=== Passage provided ===
# I've been kissed!



## G-bear (Oct 6, 2015)

I have an older rescue, Jack, a badly abused dog who has been with us for 3 years. We got Bailey, our golden boy, as a puppy 2 years ago. Bailey is a bundle of energy and sweetness. He is our Peter Pan dog who doesn't want to grow up. Jack had many issues when he came to us. In addition to this he was not affectionate nor did he know how to play. Over the last 2 years Bailey has worn down the walls Jack had built around himself as a means of self protection. It began very slowly with Jack starting to play with Bailey. Over the last year it has blossomed into the two of them being inseparable and, as a result, Jack has become an affectionate dog who is also now into mischief. He and Bailey are the dynamic duo in our house. What mischief one doesn't think of the other will. I never thought 2 years ago that these changes in Jack would happen but they have and I believe it is the result of the influence of that little golden puppy we brought home 2 years ago. Sometimes I think it takes another dog to help heal the "broken" ones.


----------



## puddles everywhere (May 13, 2016)

What a beautiful story, thank you for sharing. I just love rescue stories with happy endings.

It's funny the 2 girls that lived together (before I got them) never did play much. But guessing the puppy (Sipsy) brings out the mother in Ghillie. They have really helped each other... I'm sure Ghillie's mothering is part of the reason Sipsy is so good and was such an easy puppy. While Sipsy gives Ghillie courage and a feeling of safe.
=== Data supplied ===
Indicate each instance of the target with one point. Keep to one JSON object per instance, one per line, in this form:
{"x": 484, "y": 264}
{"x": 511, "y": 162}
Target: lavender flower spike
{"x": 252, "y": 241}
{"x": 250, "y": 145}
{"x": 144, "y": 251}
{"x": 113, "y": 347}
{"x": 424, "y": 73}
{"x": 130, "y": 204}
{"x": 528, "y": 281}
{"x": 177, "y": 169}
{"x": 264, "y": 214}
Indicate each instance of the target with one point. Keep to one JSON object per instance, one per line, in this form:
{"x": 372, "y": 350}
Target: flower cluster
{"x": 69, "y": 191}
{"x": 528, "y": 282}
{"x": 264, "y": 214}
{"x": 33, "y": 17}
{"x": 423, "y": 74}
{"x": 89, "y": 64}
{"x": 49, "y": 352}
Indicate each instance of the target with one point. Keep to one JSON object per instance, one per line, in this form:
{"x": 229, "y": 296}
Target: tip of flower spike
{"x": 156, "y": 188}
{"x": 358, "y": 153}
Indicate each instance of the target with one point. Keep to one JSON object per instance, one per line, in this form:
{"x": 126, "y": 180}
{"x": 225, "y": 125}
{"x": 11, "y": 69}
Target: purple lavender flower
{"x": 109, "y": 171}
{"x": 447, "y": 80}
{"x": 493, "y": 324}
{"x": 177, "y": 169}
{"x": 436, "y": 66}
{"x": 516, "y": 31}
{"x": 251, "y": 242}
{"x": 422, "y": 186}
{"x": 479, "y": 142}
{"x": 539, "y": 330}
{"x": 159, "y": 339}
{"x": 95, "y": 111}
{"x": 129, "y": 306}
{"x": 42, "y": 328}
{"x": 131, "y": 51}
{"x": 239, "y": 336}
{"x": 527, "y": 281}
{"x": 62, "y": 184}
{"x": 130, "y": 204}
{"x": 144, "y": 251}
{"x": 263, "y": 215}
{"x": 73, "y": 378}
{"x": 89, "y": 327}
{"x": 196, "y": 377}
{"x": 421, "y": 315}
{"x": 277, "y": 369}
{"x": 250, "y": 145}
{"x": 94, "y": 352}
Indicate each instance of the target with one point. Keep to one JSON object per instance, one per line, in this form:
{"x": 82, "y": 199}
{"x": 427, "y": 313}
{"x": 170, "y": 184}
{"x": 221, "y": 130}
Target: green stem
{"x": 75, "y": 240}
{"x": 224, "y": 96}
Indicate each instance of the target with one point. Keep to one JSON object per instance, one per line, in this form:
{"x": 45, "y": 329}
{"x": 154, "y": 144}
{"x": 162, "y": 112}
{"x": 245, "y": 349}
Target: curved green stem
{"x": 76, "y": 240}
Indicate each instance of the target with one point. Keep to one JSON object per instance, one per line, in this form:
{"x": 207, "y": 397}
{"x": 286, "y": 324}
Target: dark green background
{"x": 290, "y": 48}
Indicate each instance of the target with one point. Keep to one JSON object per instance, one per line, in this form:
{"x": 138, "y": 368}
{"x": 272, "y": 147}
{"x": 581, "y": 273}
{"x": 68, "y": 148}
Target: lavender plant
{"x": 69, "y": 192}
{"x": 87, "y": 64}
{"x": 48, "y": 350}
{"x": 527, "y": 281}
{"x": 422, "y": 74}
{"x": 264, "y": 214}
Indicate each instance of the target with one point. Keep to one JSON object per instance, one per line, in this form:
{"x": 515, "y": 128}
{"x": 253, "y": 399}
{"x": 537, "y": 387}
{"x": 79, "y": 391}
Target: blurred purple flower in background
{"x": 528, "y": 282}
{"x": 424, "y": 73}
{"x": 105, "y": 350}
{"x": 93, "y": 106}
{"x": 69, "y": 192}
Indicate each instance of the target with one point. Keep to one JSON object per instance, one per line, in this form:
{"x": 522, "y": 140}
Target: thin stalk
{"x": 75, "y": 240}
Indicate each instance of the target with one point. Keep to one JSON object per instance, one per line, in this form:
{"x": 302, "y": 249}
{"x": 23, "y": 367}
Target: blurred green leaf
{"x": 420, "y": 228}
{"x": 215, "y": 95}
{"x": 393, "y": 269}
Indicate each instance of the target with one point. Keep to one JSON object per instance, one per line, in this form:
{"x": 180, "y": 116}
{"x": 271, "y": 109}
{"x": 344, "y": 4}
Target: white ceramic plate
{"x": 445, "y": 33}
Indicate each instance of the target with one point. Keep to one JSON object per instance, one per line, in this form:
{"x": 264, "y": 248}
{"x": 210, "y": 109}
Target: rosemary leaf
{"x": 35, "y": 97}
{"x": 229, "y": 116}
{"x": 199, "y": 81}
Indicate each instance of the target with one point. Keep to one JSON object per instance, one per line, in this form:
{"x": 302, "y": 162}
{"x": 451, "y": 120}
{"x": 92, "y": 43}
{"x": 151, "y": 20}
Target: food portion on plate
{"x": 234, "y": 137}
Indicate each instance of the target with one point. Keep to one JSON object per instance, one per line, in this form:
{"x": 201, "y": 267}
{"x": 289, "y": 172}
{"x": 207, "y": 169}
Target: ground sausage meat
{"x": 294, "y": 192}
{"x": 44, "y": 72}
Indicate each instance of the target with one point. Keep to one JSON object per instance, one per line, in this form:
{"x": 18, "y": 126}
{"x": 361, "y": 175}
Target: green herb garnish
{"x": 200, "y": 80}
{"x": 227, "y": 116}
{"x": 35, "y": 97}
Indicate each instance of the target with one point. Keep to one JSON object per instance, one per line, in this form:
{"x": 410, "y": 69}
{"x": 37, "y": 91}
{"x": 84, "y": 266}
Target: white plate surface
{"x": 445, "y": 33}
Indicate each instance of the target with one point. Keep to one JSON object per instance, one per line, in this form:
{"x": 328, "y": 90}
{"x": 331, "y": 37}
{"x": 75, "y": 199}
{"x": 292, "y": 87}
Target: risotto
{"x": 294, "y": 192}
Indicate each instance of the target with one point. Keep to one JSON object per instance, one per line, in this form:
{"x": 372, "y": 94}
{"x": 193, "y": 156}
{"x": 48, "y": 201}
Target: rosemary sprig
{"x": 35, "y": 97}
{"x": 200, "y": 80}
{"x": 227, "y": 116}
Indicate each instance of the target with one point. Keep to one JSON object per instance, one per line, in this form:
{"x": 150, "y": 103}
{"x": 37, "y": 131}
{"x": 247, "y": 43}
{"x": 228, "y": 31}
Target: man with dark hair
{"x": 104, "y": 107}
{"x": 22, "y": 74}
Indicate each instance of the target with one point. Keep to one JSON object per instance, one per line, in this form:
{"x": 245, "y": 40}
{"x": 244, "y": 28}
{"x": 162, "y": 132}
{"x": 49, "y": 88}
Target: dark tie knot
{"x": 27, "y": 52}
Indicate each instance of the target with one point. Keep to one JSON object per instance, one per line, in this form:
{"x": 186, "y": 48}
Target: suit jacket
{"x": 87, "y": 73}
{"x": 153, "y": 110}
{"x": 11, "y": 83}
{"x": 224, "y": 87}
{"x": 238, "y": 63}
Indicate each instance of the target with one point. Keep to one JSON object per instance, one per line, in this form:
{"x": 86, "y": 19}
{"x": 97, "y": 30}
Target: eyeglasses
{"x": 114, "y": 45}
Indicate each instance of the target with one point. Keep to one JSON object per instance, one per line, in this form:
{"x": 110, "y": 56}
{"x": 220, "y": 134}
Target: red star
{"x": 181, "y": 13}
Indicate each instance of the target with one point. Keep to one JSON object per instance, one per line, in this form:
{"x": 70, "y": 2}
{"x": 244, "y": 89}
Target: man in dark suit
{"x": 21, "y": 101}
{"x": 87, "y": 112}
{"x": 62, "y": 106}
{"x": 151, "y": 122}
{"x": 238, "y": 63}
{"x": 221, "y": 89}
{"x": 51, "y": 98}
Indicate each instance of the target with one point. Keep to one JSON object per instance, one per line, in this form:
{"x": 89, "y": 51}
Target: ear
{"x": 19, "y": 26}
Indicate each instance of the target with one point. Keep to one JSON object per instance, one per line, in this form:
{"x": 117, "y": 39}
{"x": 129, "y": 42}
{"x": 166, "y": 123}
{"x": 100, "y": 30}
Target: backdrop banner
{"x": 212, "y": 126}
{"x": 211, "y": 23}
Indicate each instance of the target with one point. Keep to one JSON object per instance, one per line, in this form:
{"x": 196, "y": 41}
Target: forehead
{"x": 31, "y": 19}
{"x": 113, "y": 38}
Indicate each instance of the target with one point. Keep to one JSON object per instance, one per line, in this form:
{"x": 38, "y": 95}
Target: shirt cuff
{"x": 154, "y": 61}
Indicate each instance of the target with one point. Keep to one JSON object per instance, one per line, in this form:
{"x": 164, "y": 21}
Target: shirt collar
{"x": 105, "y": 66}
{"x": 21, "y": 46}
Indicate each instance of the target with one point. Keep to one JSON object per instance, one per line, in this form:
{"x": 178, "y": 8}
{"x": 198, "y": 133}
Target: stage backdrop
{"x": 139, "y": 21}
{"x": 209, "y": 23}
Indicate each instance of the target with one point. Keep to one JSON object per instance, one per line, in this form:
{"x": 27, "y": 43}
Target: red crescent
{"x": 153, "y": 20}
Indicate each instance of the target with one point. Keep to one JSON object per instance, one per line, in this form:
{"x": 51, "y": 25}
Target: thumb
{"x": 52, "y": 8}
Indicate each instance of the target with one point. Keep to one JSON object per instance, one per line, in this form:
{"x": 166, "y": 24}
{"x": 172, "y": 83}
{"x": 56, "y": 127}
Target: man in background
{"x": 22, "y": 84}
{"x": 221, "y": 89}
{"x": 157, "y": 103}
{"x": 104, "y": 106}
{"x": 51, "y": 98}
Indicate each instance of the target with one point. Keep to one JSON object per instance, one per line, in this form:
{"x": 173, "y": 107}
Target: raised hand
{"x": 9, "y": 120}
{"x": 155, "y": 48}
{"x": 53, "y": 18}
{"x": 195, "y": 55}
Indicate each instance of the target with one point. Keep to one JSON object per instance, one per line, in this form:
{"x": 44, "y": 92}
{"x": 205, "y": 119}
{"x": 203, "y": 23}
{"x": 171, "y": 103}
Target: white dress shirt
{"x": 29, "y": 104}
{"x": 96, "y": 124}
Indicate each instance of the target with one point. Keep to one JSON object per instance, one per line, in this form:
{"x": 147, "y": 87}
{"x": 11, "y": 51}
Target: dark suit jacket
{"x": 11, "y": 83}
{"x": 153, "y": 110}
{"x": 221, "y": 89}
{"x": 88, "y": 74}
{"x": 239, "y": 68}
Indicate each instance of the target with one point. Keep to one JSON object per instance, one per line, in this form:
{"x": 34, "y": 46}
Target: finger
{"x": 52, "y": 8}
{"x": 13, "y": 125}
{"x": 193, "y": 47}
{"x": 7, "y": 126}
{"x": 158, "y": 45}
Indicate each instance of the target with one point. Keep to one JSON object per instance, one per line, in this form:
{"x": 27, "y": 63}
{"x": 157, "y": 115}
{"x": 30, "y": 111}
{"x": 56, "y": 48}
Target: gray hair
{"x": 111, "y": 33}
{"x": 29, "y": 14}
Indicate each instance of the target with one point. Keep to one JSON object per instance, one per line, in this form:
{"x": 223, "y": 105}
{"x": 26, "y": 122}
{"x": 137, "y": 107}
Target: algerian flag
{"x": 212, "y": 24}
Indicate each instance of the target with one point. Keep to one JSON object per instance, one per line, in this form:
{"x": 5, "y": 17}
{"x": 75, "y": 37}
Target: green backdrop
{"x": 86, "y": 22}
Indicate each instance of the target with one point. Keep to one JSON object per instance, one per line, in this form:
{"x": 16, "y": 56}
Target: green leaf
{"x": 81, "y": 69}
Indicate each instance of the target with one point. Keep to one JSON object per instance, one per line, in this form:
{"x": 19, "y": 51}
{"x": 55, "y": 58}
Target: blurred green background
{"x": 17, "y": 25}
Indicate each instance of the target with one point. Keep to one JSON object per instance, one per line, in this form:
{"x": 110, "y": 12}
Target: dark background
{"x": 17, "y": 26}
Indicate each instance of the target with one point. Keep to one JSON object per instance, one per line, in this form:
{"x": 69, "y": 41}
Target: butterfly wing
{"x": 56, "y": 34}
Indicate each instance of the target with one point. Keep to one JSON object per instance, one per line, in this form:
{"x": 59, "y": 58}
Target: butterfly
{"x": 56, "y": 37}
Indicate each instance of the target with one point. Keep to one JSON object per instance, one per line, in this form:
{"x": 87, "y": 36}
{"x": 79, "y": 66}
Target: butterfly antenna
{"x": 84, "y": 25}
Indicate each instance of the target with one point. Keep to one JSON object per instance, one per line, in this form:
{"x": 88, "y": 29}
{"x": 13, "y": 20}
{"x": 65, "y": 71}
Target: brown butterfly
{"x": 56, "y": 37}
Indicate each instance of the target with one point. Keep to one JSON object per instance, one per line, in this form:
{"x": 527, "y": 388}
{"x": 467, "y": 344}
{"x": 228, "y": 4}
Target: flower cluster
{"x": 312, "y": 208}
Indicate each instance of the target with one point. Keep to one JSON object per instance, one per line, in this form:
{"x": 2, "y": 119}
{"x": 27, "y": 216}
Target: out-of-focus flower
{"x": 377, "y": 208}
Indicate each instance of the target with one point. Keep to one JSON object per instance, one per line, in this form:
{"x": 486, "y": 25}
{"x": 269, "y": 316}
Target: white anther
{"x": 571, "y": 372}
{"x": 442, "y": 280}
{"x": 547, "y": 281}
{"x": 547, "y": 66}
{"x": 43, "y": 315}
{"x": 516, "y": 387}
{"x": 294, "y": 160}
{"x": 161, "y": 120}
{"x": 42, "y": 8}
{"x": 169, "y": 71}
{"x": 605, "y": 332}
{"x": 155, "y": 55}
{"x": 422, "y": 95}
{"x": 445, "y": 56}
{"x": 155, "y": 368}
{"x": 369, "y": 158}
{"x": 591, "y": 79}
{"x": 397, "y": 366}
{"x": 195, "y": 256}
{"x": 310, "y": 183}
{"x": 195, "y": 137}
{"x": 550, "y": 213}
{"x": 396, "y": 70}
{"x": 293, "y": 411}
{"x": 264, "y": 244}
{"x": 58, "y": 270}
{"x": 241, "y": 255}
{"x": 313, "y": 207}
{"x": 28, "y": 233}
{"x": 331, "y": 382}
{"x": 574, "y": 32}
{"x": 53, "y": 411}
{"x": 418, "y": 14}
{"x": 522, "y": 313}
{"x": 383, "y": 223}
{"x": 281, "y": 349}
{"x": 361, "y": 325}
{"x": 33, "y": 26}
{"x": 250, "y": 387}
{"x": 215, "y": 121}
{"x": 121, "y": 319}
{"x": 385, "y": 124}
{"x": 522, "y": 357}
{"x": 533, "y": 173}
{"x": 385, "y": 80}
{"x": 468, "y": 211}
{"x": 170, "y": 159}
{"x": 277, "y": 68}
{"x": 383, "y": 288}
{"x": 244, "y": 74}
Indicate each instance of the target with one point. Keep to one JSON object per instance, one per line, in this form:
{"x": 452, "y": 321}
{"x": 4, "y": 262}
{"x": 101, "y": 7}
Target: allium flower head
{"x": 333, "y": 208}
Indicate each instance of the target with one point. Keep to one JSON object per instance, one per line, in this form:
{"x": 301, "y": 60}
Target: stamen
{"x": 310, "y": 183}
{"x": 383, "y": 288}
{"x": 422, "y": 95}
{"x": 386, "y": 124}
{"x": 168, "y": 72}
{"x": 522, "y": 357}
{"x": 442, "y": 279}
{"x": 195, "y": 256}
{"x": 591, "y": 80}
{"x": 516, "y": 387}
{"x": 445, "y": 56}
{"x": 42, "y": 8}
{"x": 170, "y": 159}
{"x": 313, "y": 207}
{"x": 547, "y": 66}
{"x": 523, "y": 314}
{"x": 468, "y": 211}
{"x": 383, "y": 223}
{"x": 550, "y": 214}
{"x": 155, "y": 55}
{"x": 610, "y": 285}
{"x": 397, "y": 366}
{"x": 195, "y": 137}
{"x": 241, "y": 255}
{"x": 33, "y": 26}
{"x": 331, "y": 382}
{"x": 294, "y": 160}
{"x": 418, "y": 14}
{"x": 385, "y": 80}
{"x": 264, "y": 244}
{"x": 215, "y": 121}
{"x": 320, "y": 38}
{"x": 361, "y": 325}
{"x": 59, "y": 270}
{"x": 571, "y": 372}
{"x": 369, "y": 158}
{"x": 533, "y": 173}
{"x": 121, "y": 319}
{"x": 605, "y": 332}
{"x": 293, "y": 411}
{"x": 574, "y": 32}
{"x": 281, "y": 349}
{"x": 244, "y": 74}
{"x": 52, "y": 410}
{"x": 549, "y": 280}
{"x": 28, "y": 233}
===
### Jobs
- A) Please repeat the dog forum thread word for word from "It's funny the" to "feeling of safe.".
- B) Carry on the forum thread about the rescue dog and the golden puppy from the point where it stops.

### Answers for the exercise
- A)
It's funny the 2 girls that lived together (before I got them) never did play much. But guessing the puppy (Sipsy) brings out the mother in Ghillie. They have really helped each other... I'm sure Ghillie's mothering is part of the reason Sipsy is so good and was such an easy puppy. While Sipsy gives Ghillie courage and a feeling of safe.

- B)
Ghillie has never really shown affection, little more than being in the same room and always looked so sad. She must have really missed her home & Dave the kennel guy. I still remember the day I picked her up, the breeder has secluded acreage with a pond. When the breeder saw her freshly groomed dog running for the muddy pond she called Ghillie to her. I will always remember how excited the breeder was, running inside to tell her husband how the dog came when she called her. My 1st thought is... this is the 1st occasion you have had to call the dog to you in 3.5 years! I knew then this was going to be a challenge. But this was her home and where Ghillie felt safe.

I'm happy to know she is finding some peace in her golden years (she is over 8 now) and doesn't have to pass feeling alone and sad. Still waiting for the pain to leave her eyes but maybe this is a breakthrough for her.


----------



## hoffmalr (Feb 19, 2016)

This is wonderful!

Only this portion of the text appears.